Requirement: Tally how many lines in the data below contain the string "fish", treating case as significant. Reply with the number alone.

The input:

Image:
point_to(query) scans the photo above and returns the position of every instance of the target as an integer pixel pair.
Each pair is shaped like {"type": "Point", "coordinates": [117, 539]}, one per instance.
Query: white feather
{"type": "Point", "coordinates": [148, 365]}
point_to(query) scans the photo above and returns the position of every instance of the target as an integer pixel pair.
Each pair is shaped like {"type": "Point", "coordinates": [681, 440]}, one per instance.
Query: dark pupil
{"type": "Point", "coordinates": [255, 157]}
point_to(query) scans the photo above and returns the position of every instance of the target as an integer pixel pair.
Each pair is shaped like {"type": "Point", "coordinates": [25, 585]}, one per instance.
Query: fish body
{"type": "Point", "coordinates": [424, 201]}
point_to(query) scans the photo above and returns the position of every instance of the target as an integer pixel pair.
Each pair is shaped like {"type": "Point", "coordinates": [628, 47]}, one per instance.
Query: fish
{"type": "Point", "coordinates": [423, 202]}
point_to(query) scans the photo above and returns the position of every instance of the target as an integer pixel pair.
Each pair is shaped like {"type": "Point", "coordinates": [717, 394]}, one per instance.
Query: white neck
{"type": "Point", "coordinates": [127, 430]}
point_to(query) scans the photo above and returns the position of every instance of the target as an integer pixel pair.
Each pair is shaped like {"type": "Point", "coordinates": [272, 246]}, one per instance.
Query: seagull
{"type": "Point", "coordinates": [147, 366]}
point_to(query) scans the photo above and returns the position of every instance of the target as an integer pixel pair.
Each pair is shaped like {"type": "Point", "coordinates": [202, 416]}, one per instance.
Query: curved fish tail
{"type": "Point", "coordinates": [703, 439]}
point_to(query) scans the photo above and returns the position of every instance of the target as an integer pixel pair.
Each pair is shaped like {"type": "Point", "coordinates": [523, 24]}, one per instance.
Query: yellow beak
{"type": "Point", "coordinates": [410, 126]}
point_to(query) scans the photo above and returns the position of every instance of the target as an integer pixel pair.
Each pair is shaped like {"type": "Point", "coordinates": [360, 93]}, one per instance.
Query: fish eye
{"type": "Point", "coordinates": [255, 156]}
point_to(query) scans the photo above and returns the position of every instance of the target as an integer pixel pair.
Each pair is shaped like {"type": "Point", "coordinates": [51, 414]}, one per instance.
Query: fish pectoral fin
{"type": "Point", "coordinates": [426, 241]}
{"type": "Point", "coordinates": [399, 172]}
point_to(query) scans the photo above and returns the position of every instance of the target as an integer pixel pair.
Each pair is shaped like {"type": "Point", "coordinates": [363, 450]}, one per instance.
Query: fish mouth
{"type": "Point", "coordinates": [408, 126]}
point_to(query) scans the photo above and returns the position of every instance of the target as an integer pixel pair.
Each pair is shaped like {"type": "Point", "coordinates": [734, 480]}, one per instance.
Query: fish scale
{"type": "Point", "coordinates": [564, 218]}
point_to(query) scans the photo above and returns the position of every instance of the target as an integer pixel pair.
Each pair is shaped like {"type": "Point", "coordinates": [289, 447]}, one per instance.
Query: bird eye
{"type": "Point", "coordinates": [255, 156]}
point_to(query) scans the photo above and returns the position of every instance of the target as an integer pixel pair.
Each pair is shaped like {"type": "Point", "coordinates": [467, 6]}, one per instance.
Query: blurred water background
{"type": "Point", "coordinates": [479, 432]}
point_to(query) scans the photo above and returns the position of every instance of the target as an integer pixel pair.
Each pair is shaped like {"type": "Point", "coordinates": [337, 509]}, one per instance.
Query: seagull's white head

Worked solution: 7